* What to do: Without the pictures, return each record as it appears.

* Source records:
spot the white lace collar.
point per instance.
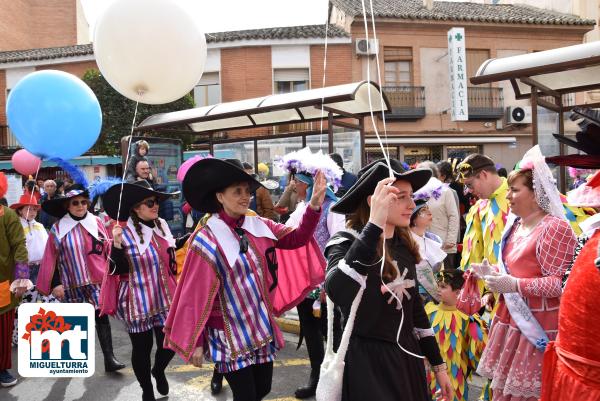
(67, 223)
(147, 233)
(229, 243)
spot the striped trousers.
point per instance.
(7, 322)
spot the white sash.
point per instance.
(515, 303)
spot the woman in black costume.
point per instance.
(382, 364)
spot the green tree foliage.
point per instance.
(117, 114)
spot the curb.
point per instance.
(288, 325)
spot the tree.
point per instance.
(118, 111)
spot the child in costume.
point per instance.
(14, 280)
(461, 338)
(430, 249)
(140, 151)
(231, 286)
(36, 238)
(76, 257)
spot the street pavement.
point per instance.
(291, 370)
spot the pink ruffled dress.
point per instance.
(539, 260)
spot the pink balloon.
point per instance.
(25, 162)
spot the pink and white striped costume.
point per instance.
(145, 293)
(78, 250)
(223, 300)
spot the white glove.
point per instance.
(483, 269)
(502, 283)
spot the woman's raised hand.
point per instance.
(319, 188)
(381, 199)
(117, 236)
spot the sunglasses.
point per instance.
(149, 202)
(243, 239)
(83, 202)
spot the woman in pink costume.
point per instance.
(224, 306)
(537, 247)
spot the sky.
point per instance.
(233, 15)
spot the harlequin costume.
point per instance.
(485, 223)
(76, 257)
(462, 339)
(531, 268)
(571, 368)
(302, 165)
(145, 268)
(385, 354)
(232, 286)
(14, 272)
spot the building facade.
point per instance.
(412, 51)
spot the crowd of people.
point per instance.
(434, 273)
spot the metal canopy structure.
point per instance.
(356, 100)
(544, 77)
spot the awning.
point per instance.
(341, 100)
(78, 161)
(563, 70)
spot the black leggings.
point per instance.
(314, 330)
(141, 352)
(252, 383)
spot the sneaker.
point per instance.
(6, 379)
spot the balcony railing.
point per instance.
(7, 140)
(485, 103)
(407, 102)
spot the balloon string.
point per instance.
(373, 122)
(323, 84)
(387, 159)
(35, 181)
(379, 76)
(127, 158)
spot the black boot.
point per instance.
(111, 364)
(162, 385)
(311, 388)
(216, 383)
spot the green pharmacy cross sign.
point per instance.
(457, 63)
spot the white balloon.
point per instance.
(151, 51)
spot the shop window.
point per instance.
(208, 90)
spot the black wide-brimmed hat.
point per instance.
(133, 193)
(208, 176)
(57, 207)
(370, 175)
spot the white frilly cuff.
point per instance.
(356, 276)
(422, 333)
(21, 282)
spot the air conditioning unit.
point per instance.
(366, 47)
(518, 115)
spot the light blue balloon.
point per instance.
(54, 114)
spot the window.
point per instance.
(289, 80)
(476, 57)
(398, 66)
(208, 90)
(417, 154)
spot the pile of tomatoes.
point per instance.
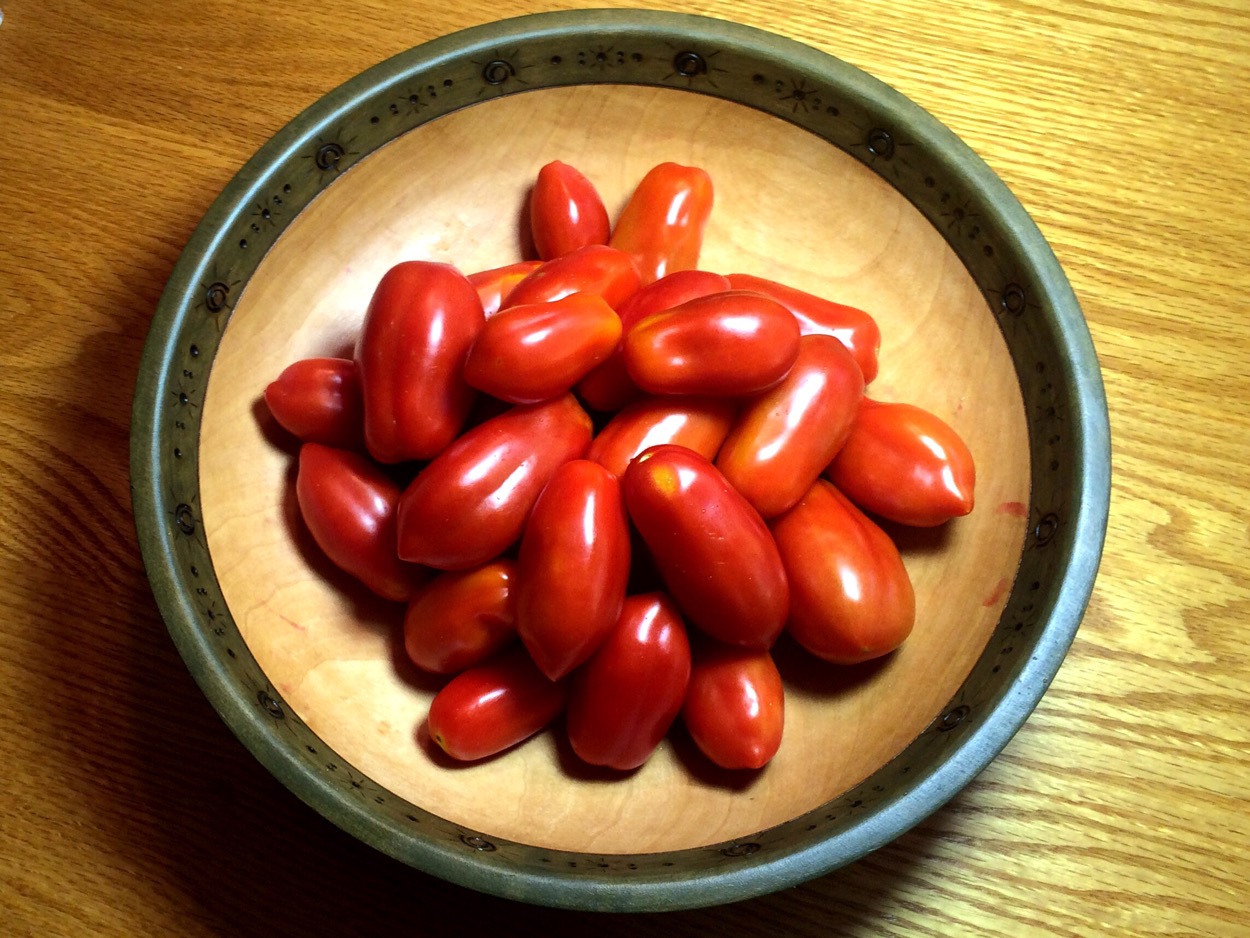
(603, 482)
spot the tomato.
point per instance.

* Exercise answer:
spot the white lace collar.
point per instance.
(67, 223)
(147, 233)
(229, 243)
spot the striped trousers.
point per instance.
(7, 322)
spot the white sash.
point per instance.
(515, 303)
spot the woman in black costume.
point per instance.
(382, 364)
spot the green tree foliage.
point per instance.
(117, 114)
spot the curb.
point per instance.
(288, 325)
spot the tree.
point per instance.
(118, 111)
spot the child in costume.
point per instance.
(14, 280)
(461, 338)
(430, 249)
(140, 151)
(231, 286)
(36, 238)
(76, 257)
spot the street pavement.
point per instance.
(291, 370)
spot the pink ruffled dress.
point per instance.
(539, 260)
spot the pink balloon.
point per instance.
(25, 162)
spot the pink and white striped costume.
point per instance.
(145, 293)
(78, 250)
(223, 300)
spot the white glove.
point per instance.
(483, 269)
(502, 283)
spot the woman's raised hand.
point per instance.
(319, 188)
(381, 199)
(117, 236)
spot the sunglasses.
point per instance.
(149, 202)
(243, 239)
(83, 202)
spot the woman in pink costume.
point per instance.
(224, 306)
(537, 247)
spot the sky.
point per instance.
(233, 15)
spot the harlequin costume.
point per instance.
(485, 223)
(76, 257)
(462, 339)
(531, 268)
(571, 368)
(302, 165)
(145, 268)
(385, 354)
(232, 286)
(14, 272)
spot the building facade.
point per instance.
(412, 51)
spot the crowd of people.
point per instance.
(434, 273)
spot the metal canopy structure.
point per instance.
(356, 100)
(544, 77)
spot the awning.
point per instance.
(341, 100)
(78, 161)
(563, 70)
spot the black leggings.
point per instance.
(314, 330)
(141, 352)
(252, 383)
spot the sneaker.
point per instance.
(6, 379)
spot the balcony railing.
point per instance.
(7, 140)
(485, 103)
(407, 102)
spot the balloon string.
point per instance.
(373, 122)
(323, 84)
(387, 159)
(35, 181)
(379, 76)
(127, 158)
spot the black boot.
point per instance.
(111, 364)
(162, 385)
(311, 388)
(216, 383)
spot the green pharmacy cross sign.
point per instance.
(457, 63)
spot the white balloon.
point per instance.
(151, 51)
spot the shop window.
point per instance.
(208, 90)
spot the black wide-brimmed hat.
point per instance.
(133, 193)
(208, 176)
(57, 207)
(370, 175)
spot the white frilly cuff.
point per instance.
(356, 276)
(422, 333)
(21, 282)
spot the air conditioning unit.
point per instance.
(366, 47)
(518, 115)
spot the light blue balloon.
point per instance.
(54, 114)
spot the window.
point per instance.
(289, 80)
(476, 57)
(398, 66)
(208, 90)
(417, 154)
spot the pile of tomatoes.
point per instance.
(603, 482)
spot the tomato.
point per instance.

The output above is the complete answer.